# 指示
提供テキストから「パキスタン政府は翌日「連合軍」と「倒れる前の線香花火なのかも。」の間を、両端も含めて一字も変えずに出力すること。

# 提供テキスト
* * * * *

2008年06月

先10日、パキスタン側にある治安部隊の国境検問所が、アフガン連合軍数百人によって攻撃を受けた。攻撃を受けたとされる検問所について、アフガン政府は「アフガン領土内にある」と撤去を求めてきた経緯があるとも伝えられている。
パキスタン政府は翌日「連合軍に国境付近の治安部隊検問所を攻撃された」と異例の非難声明を出したと伝えられている。しかしアフガニスタン駐留米軍は12日、「検問所はなかった」と反論している。ついで米軍が空爆の一部を撮影したとみられるビデオによると、地上の岩陰にいる男性らにミサイルが発射されており、米軍は「男らは武装勢力」と主張したと。

パキスタン北西辺境州の州兵や警察官は、パキスタンの民族衣装を着ている。まぁ…ビデオで見たというが、武装勢力と見間違い易いだろうなぁ…とは思うから、誤認の可能性は高い。が、問題はこれだけではない。
アメリカ様のご意志に背いて、武装勢力側との話し合いをするギラニ政権に対する嫌がらせ?なのか。 あるいはアフガン政府の後ろにはピッタリとアメリカ様がくっついているとばかりの示威行為なのかと勘ぐってしまうオバハンだが、最近のアフガンは強腰だ。もしかしたらブッシュと共に倒れる前の線香花火なのかも。

* * * * *

# 提供データ
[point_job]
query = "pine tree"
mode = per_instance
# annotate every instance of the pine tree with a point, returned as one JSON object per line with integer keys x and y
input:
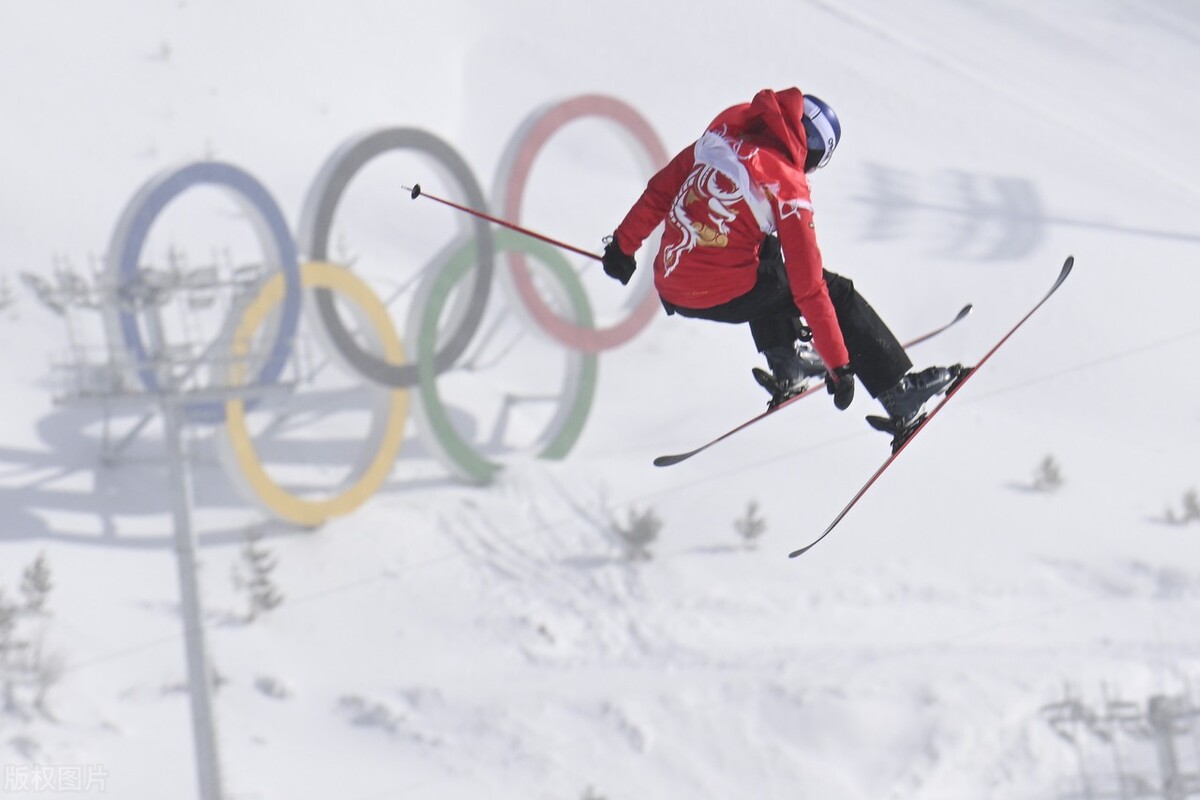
{"x": 36, "y": 585}
{"x": 639, "y": 533}
{"x": 750, "y": 525}
{"x": 1048, "y": 476}
{"x": 255, "y": 577}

* * * * *

# この指示の結果
パキスタン政府は翌日「連合軍に国境付近の治安部隊検問所を攻撃された」と異例の非難声明を出したと伝えられている。しかしアフガニスタン駐留米軍は12日、「検問所はなかった」と反論している。ついで米軍が空爆の一部を撮影したとみられるビデオによると、地上の岩陰にいる男性らにミサイルが発射されており、米軍は「男らは武装勢力」と主張したと。

パキスタン北西辺境州の州兵や警察官は、パキスタンの民族衣装を着ている。まぁ…ビデオで見たというが、武装勢力と見間違い易いだろうなぁ…とは思うから、誤認の可能性は高い。が、問題はこれだけではない。
アメリカ様のご意志に背いて、武装勢力側との話し合いをするギラニ政権に対する嫌がらせ?なのか。 あるいはアフガン政府の後ろにはピッタリとアメリカ様がくっついているとばかりの示威行為なのかと勘ぐってしまうオバハンだが、最近のアフガンは強腰だ。もしかしたらブッシュと共に倒れる前の線香花火なのかも。